[Referring expression pointing data]
╔══

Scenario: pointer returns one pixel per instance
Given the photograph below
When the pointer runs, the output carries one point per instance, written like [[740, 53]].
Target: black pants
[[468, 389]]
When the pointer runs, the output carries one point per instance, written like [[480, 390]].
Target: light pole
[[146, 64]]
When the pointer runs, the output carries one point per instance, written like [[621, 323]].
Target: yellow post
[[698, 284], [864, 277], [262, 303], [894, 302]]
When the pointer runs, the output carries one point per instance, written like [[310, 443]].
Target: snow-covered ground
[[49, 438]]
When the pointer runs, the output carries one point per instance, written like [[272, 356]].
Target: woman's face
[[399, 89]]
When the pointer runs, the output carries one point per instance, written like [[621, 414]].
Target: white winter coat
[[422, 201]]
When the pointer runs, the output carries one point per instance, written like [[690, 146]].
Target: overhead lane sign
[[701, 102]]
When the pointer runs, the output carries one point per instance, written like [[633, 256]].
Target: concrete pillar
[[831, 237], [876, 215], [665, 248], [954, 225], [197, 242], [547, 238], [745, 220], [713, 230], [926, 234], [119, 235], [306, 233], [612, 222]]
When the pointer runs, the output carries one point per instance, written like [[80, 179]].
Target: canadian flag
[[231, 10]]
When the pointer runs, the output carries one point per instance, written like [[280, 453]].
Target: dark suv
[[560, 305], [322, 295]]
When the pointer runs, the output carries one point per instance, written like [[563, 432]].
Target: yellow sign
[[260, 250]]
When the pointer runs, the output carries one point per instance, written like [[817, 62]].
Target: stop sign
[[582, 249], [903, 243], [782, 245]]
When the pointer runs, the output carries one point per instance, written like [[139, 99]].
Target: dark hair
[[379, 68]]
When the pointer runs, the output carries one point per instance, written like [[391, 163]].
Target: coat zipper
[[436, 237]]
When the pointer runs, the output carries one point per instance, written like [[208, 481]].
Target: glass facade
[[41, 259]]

╚══

#### [Exercise goal]
Please retype all of the records, keeping each line exactly as it is.

#### [Written solution]
Scenario: pointer returns one pixel per instance
Given the photograph below
When the pointer runs, the output carries one point per instance, written like [[740, 53]].
Target: black pants
[[468, 389]]
When the pointer runs, the output carries one point per instance, written like [[480, 390]].
Target: light pole
[[146, 64]]
When the pointer runs, the output carries one point per instance, written like [[621, 323]].
Target: yellow post
[[698, 284], [864, 277], [262, 303], [894, 302]]
When the pointer runs, the output carries one point per instance, written like [[310, 443]].
Target: snow-covered ground
[[49, 438]]
When the pointer runs, the output carries one point per instance, written like [[272, 356]].
Target: woman's face
[[399, 89]]
When the pointer runs, the output carries one point per instance, written like [[621, 414]].
Target: white winter coat
[[422, 201]]
When the pointer runs, the output carries one point per instance, written like [[690, 146]].
Target: overhead lane sign
[[701, 102]]
When the pointer runs, the output carries one point per instance, written like [[633, 256]].
Target: concrete pillar
[[831, 237], [876, 215], [665, 248], [954, 225], [197, 242], [547, 238], [745, 220], [713, 230], [926, 234], [119, 235], [306, 233], [612, 222]]
When the pointer runs, the output carries one point per instance, written like [[80, 179]].
Target: canadian flag
[[231, 10]]
When the pointer runs, the output carries one point per instance, written like [[280, 453]].
Target: dark suv
[[560, 305], [322, 295]]
When the pointer runs, the output carries one point per instance, written like [[563, 432]].
Target: yellow sign
[[260, 250]]
When the pointer runs, the output carries one point per instance, written like [[817, 62]].
Target: stop sign
[[582, 249], [903, 243], [782, 245]]
When the pointer runs, the output carries one point per instance, written like [[139, 99]].
Target: dark hair
[[379, 68]]
When the pointer runs, the output carries one point per instance, written like [[391, 163]].
Target: coat zipper
[[436, 237]]
When the pointer runs, the output carries one point per instance, written like [[208, 481]].
Target: glass facade
[[41, 259]]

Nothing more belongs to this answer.